**Your task**
Skip any picture you find and retype all the remaining lines exactly.

**Dataset extract**
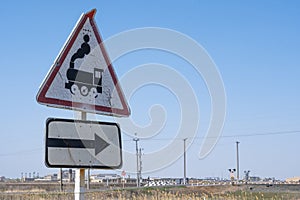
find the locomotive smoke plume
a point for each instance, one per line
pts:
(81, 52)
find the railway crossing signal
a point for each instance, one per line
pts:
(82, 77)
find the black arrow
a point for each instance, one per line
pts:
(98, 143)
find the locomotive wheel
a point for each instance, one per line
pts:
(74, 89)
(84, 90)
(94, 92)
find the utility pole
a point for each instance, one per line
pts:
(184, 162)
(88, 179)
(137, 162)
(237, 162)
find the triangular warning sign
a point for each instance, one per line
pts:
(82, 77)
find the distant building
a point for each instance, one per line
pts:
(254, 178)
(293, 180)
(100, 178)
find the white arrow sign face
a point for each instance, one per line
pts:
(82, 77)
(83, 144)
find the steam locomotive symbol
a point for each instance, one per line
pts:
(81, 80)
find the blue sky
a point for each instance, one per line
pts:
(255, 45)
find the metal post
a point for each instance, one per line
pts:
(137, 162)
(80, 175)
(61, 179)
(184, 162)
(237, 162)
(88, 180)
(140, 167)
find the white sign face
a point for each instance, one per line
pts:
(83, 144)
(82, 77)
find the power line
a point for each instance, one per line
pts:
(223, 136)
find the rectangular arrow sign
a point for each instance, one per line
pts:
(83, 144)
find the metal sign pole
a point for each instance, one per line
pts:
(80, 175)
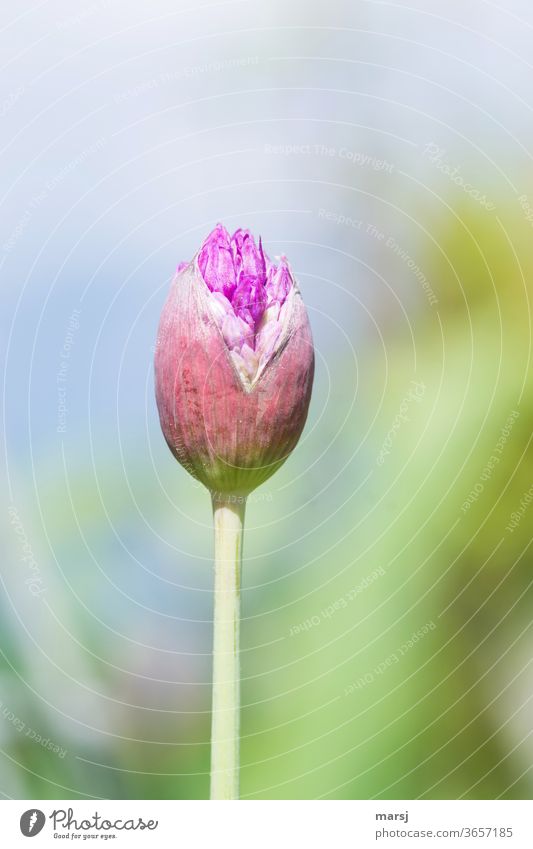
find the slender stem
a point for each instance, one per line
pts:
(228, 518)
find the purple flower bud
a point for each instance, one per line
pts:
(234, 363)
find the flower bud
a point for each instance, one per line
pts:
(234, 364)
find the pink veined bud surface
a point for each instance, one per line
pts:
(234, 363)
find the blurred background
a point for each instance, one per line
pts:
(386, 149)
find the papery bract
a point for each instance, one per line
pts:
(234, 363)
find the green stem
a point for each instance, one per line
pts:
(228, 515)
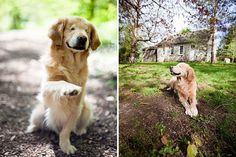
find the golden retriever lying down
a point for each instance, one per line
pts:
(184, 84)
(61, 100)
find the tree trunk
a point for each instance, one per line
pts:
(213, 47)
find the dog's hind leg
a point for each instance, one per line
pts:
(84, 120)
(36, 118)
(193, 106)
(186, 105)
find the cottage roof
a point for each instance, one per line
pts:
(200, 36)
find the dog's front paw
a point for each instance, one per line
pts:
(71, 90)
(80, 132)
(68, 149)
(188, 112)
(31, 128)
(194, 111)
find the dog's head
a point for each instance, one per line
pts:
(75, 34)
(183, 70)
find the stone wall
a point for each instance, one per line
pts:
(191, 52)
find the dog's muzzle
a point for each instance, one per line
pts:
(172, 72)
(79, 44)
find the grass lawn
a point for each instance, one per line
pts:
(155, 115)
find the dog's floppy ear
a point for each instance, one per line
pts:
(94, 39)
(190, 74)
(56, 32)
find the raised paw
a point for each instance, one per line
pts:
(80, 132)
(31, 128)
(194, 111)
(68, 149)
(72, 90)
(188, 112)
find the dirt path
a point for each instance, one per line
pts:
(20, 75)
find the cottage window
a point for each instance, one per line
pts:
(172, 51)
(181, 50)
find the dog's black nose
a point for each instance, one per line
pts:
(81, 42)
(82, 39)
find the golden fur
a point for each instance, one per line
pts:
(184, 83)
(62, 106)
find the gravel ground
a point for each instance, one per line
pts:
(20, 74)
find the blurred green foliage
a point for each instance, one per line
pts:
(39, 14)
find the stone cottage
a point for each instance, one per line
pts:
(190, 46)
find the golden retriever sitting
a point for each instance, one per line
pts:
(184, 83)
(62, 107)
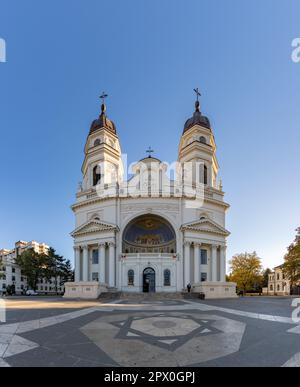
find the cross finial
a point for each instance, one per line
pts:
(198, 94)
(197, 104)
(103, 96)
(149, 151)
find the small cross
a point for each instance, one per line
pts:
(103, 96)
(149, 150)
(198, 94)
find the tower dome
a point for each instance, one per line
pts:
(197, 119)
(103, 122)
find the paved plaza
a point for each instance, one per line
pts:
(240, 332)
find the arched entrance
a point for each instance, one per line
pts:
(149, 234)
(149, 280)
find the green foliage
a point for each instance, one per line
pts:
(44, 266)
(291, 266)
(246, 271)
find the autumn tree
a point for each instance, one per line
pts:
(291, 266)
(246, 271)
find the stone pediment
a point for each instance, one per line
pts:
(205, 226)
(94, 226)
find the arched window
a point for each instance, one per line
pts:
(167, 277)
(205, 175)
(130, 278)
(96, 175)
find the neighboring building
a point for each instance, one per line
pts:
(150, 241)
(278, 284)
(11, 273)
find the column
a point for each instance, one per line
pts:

**Exercise result**
find the locomotive smoke plume
a point for each instance, one per line
pts:
(81, 52)
find the railway crossing signal
a point for each instance, one per line
pts:
(82, 77)
find the black arrow
a point for each instance, one per line
pts:
(98, 143)
find the locomotive wheel
a point for each instance, one per line
pts:
(74, 89)
(84, 90)
(94, 92)
find the utility pole
a point for each instance, one per line
pts:
(184, 162)
(88, 179)
(137, 162)
(237, 162)
find the triangular warning sign
a point for each instance, one per line
pts:
(82, 77)
find the distant building
a point for each instance, one per line
pts:
(254, 178)
(293, 180)
(100, 178)
find the white arrow sign face
a point for each instance, one per line
pts:
(82, 77)
(83, 144)
find the steam locomotive symbol
a point for each instance, one per line
pts:
(81, 80)
find the blue sky
a point for each instance, one per line
pts:
(255, 45)
find the metal post
a point for each instance, one per line
pts:
(137, 162)
(80, 175)
(61, 179)
(184, 162)
(237, 162)
(88, 180)
(140, 167)
find the white sign face
a point for each instance, one per line
pts:
(83, 144)
(82, 77)
find the power line
a point for each instance, one per line
pts:
(223, 136)
find the rectangular arrow sign
a point for each instance, one per line
pts:
(83, 144)
find the metal sign pole
a point for each instance, one per line
pts:
(80, 175)
find the slender stem
a point for each instance, one per line
pts:
(228, 518)
find the purple flower bud
a point for each instance, one per line
pts:
(234, 363)
find the flower bud
a point for each instance, one per line
pts:
(234, 364)
find the pink veined bud surface
a point for each instance, one per line
pts:
(234, 363)
find the blurred background
a point for each instance, one per line
pts:
(386, 149)
find the papery bract
a point for each instance, one per line
pts:
(234, 363)
find the green stem
a point for each instance, one per line
pts:
(228, 515)
find the golden retriever lying down
a point for each instance, one per line
pts:
(184, 84)
(61, 100)
find the tree trunk
a point for each instance, one per line
pts:
(213, 47)
find the dog's hind leg
a point for each instance, one per line
pts:
(84, 120)
(36, 118)
(193, 106)
(186, 105)
find the cottage roof
a point for each instance, one per line
pts:
(200, 36)
find the dog's front paw
a point for each instance, one per line
pts:
(71, 90)
(80, 132)
(68, 149)
(188, 112)
(31, 128)
(194, 111)
find the dog's head
a point for each instance, one per line
pts:
(75, 34)
(183, 70)
find the stone wall
a point for each instance, one per line
pts:
(191, 52)
find the dog's muzzle
a point for each instance, one per line
pts:
(172, 72)
(79, 44)
find the grass lawn
a point for each instance, one per line
pts:
(155, 115)
find the dog's floppy ear
a point for each instance, one per line
pts:
(94, 39)
(190, 74)
(56, 32)
find the raised paw
a point for each instance, one per line
pts:
(80, 132)
(31, 128)
(194, 111)
(68, 149)
(72, 90)
(188, 112)
find the dirt path
a point for each instance, one per line
pts:
(20, 75)
find the cottage window
a point for each instance, one per line
pts:
(172, 51)
(181, 50)
find the dog's black nose
a point for each instance, one per line
pts:
(81, 42)
(82, 39)
find the golden fur
a point for each instance, one per line
pts:
(184, 83)
(62, 106)
find the gravel ground
a point for each instance, one per line
pts:
(20, 74)
find the blurred green foliage
a point for each instance, one per line
pts:
(39, 14)
find the stone cottage
a point for each instance, one per line
pts:
(190, 46)
find the golden retriever sitting
a point for each instance, one per line
pts:
(184, 83)
(62, 107)
find the cross finial
a point for each instance, one per line
pts:
(198, 94)
(197, 104)
(103, 96)
(149, 151)
find the small cross
a point for each instance, one per line
pts:
(103, 96)
(149, 150)
(198, 94)
find the tower dome
a point for each instance, one per line
pts:
(197, 119)
(103, 122)
find the paved plaza
a point for each instance, one per line
pts:
(240, 332)
find the arched entrance
a point for each instance, one per line
pts:
(149, 234)
(149, 280)
find the green foliage
a point for each instance, one per line
pts:
(44, 266)
(291, 266)
(246, 271)
find the autumn tree
a point for each instance, one per line
pts:
(291, 266)
(246, 271)
find the stone pediment
a point for each instance, one per line
pts:
(205, 226)
(94, 226)
find the arched window
a point for each instance, one per line
pts:
(167, 277)
(205, 175)
(130, 278)
(96, 175)
find the neighboring building
a point for each instance, one per line
pts:
(150, 241)
(278, 284)
(11, 273)
find the column
a point for each instance, one per line
pts:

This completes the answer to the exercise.